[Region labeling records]
---+---

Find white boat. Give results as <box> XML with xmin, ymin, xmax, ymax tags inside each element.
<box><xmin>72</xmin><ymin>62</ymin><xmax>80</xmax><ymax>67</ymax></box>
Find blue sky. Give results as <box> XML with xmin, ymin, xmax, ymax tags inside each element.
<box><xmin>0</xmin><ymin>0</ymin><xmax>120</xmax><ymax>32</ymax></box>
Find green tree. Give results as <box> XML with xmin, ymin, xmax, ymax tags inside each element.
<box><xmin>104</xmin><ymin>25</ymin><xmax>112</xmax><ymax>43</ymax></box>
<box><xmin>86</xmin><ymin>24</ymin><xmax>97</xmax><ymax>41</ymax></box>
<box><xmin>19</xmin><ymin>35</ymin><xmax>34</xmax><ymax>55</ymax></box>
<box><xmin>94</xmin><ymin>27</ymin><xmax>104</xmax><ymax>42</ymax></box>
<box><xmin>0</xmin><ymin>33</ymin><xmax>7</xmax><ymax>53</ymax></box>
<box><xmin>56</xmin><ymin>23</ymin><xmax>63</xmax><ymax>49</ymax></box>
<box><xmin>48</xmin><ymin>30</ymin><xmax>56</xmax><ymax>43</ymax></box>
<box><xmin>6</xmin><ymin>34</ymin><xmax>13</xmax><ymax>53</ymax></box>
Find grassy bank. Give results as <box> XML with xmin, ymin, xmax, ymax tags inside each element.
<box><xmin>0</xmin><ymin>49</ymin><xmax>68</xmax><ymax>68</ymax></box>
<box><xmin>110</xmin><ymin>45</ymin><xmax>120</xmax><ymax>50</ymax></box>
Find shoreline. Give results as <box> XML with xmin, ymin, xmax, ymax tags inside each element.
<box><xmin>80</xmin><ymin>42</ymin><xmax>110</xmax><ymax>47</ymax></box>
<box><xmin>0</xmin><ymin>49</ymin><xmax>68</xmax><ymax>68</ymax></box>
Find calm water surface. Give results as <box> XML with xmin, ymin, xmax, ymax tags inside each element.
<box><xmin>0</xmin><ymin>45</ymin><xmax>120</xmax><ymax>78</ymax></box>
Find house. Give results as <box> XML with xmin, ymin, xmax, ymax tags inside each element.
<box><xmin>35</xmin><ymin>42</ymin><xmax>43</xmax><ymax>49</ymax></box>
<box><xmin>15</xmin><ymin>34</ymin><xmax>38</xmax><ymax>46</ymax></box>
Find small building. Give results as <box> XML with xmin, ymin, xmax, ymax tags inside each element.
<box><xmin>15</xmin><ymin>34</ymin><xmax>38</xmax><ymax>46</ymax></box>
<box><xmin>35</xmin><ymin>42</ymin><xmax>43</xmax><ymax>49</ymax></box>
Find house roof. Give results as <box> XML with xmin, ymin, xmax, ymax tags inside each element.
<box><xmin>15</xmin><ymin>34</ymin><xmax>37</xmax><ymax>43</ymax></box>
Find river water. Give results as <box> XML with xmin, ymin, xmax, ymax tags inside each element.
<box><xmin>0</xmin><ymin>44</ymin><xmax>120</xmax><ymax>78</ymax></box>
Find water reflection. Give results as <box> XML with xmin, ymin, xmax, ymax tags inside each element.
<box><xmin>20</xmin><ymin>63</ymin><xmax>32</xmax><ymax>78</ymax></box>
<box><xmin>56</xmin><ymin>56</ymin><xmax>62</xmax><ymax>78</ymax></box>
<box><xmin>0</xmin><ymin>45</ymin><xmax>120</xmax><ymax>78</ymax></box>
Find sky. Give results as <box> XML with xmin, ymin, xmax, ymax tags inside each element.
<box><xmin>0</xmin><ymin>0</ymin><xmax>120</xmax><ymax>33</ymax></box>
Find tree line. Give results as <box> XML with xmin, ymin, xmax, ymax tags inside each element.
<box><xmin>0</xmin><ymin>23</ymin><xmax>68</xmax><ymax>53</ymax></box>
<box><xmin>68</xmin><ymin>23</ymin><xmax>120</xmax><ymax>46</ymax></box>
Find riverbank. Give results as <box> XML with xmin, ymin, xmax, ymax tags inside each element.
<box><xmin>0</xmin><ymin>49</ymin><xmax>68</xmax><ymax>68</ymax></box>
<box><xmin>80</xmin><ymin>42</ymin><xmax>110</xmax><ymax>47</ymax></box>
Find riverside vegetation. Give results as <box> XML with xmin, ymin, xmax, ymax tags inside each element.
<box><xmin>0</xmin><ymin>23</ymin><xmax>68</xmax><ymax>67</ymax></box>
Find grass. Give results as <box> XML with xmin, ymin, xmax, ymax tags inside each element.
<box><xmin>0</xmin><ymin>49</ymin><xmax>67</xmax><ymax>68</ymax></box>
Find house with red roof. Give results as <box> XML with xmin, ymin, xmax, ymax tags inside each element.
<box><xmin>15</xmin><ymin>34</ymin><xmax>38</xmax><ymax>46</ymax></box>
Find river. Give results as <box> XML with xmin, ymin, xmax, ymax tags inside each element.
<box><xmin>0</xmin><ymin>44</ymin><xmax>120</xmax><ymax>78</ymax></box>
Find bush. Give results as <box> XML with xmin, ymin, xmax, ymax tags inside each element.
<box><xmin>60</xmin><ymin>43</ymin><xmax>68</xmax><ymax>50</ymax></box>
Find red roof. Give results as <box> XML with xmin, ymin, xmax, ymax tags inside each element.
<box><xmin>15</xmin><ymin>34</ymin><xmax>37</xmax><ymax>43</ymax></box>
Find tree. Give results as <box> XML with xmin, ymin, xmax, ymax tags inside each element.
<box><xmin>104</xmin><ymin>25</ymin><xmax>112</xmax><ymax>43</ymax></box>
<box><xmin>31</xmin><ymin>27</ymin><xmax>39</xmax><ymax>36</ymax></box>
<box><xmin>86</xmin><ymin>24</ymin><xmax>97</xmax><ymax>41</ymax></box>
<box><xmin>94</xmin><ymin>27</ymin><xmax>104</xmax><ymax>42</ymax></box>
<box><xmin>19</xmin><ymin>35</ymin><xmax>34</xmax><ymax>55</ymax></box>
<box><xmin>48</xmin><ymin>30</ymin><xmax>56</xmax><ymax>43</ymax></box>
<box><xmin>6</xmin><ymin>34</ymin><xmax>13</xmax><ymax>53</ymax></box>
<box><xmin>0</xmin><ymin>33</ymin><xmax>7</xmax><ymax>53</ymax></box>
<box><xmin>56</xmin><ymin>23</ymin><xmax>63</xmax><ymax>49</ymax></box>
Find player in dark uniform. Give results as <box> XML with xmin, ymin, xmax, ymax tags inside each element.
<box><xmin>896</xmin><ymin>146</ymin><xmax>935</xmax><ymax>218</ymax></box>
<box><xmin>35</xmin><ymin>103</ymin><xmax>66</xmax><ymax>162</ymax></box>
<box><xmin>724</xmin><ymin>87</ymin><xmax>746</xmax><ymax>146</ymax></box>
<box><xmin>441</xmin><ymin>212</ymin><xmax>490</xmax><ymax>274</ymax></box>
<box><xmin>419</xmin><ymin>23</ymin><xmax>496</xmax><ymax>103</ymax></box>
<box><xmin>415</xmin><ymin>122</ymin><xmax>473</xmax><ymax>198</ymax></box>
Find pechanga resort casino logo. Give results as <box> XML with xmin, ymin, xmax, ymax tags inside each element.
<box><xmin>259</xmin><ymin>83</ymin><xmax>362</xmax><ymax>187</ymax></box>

---+---

Extract each line of the data above that contains the word "tree", copying every such line in full.

- Solved exercise:
Find green tree. Give results as <box> XML with xmin, ymin, xmax, ymax tags inside each element.
Find tree line. Give results as <box> XML with xmin, ymin, xmax, ymax tags inside each element.
Find tree. Give results as <box> XML with xmin, ymin, xmax, ymax tags inside each element.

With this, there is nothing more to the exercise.